Your instructions: In the data below, one line contains "<point>403,30</point>" and a later one contains "<point>721,146</point>". Print both, with every line between them, exactly and alone.

Extracted records:

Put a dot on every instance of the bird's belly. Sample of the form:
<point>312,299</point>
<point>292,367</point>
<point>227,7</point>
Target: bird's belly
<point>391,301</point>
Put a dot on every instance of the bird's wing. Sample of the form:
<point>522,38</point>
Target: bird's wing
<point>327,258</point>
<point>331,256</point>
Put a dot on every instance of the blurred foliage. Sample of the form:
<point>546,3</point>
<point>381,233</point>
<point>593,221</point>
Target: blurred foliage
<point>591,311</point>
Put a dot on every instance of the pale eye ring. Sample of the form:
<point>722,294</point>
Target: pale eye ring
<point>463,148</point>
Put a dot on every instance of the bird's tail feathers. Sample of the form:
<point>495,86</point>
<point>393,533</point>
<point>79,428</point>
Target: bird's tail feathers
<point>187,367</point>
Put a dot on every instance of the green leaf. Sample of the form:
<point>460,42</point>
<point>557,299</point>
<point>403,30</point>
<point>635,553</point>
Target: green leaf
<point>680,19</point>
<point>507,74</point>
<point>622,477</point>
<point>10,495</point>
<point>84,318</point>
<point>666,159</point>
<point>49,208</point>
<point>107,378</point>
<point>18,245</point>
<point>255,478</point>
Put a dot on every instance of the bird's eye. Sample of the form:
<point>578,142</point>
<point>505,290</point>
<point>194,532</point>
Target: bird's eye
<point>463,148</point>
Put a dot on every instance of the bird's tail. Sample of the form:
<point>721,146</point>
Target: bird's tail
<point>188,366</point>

Task solution:
<point>403,30</point>
<point>635,553</point>
Target: green leaf
<point>680,19</point>
<point>507,74</point>
<point>622,477</point>
<point>10,495</point>
<point>84,318</point>
<point>666,159</point>
<point>49,208</point>
<point>107,378</point>
<point>18,245</point>
<point>255,478</point>
Put a dot on every instance of the bird's eye. Sample of the form:
<point>578,142</point>
<point>505,290</point>
<point>194,532</point>
Target: bird's eye
<point>463,148</point>
Put a dot on every instance of the bird's tail. Sample of the form:
<point>721,146</point>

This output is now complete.